Instruction
Print verbatim the portion of the material below that begins with the line containing "Highlight-reel tagging: indicate the phone" and runs through the end of the material, both ends included, with nothing else.

Given entries
— Begin —
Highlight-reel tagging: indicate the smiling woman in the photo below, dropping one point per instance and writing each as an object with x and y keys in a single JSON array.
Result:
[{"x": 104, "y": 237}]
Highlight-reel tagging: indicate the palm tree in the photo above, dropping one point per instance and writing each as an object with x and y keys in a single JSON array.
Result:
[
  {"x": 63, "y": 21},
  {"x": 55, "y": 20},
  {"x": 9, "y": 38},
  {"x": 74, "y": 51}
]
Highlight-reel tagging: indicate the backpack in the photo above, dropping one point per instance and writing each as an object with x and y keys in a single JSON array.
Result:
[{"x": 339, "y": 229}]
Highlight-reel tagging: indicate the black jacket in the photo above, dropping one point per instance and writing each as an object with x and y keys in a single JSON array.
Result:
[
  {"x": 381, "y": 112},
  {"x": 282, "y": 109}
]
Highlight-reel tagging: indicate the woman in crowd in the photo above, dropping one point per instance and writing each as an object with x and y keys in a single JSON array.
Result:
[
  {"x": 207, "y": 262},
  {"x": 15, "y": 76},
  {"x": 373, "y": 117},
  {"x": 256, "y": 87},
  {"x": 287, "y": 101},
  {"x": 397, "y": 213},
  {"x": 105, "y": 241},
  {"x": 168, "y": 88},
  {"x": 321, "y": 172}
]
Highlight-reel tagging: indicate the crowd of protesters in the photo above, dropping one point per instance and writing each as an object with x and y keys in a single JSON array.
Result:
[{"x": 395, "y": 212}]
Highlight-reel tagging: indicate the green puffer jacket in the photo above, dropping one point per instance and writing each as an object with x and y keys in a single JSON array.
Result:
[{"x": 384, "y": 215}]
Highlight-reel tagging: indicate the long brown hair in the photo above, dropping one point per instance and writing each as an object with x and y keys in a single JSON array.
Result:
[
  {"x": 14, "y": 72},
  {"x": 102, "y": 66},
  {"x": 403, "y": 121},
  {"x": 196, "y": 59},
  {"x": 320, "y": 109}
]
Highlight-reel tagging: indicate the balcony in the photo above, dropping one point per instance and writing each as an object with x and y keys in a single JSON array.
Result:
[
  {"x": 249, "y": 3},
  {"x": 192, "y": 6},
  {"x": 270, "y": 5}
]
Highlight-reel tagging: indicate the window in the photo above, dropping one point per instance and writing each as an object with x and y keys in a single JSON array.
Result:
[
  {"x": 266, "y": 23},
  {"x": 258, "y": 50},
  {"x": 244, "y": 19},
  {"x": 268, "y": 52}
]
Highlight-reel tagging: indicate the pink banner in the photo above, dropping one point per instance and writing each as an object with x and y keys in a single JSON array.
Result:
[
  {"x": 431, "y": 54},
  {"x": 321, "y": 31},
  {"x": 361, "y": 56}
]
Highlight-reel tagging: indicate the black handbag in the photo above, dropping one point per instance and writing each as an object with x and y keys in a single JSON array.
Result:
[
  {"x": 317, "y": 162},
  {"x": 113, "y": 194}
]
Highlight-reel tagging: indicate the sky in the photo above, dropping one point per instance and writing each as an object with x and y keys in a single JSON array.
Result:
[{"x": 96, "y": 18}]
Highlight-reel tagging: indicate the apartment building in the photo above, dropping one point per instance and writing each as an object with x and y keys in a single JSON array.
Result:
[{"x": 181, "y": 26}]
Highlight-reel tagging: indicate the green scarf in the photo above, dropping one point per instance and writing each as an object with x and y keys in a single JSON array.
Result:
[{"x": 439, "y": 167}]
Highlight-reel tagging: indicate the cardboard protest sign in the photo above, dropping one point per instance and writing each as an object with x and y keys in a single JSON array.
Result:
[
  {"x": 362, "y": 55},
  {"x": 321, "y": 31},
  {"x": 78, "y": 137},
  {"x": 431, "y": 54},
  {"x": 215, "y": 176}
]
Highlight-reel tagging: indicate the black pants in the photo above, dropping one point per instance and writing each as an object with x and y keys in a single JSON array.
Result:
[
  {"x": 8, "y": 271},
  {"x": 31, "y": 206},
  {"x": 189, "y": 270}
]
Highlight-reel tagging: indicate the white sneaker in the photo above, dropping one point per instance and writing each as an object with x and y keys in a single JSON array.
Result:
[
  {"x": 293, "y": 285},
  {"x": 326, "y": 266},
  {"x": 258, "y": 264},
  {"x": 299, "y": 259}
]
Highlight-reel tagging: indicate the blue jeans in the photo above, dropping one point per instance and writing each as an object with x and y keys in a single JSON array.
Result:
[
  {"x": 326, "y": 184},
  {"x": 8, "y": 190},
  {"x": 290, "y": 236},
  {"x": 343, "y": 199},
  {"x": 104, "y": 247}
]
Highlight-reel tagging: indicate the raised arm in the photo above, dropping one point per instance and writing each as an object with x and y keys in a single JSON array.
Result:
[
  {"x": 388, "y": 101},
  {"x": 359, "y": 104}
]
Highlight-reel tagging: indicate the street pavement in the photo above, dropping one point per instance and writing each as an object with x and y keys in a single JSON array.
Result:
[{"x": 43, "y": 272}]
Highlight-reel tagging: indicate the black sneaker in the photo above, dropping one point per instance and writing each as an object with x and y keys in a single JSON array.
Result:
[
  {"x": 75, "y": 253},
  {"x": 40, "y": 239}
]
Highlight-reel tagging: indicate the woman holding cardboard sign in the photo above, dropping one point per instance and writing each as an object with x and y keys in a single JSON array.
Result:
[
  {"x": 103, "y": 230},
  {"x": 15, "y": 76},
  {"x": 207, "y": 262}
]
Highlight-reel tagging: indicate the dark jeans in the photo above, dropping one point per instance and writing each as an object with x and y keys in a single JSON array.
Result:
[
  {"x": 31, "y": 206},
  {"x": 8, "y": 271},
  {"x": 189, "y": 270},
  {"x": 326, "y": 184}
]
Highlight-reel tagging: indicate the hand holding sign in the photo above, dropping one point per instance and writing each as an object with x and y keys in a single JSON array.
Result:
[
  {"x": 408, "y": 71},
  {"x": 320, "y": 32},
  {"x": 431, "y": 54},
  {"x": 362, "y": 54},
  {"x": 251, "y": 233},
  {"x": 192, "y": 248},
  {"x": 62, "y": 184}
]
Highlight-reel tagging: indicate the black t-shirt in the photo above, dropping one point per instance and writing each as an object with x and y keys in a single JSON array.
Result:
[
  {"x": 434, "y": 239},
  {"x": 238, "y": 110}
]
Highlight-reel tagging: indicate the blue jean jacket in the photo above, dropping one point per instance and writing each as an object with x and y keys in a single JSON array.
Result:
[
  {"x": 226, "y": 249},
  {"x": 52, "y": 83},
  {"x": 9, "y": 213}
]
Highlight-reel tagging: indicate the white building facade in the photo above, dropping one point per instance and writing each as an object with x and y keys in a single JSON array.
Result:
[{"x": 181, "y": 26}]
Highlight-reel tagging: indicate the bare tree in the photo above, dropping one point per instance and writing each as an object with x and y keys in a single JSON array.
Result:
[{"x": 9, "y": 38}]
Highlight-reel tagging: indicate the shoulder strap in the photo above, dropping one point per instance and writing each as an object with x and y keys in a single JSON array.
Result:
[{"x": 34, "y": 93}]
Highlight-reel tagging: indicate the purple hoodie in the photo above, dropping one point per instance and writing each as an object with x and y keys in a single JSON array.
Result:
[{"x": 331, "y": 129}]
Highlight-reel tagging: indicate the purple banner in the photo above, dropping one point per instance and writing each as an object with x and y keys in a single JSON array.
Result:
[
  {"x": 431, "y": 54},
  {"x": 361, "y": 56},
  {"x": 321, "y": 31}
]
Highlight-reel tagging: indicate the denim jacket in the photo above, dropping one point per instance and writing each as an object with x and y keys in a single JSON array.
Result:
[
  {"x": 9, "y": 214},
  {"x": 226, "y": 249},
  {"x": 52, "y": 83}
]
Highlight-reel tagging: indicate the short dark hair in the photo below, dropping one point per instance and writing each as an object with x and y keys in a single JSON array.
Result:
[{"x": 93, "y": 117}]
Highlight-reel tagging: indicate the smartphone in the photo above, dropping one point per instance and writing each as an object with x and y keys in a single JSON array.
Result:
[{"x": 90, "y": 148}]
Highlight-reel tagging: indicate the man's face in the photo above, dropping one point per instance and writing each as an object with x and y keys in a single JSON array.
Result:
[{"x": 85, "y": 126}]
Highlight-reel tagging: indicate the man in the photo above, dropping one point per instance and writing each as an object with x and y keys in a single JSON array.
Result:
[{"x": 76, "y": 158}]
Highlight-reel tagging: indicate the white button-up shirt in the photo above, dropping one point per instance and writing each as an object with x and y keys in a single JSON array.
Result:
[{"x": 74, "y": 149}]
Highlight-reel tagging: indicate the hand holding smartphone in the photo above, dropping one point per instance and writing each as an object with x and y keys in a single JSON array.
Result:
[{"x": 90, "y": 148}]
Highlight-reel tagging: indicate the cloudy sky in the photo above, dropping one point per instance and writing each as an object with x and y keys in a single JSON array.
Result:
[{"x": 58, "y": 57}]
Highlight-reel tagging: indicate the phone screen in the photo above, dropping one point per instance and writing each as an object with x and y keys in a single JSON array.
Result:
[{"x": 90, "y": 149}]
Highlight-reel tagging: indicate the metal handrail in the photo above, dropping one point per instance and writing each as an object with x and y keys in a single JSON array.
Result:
— End —
Right answer
Highlight-reel tagging: indicate the phone screen in the photo above, dropping one point per instance and writing each as an object with x and y keys in a single JSON array.
Result:
[{"x": 90, "y": 149}]
Highlight-reel tagging: indicate the metal handrail in the photo above, dropping one point per instance and writing each as an object with x and y keys in a single JSON array.
Result:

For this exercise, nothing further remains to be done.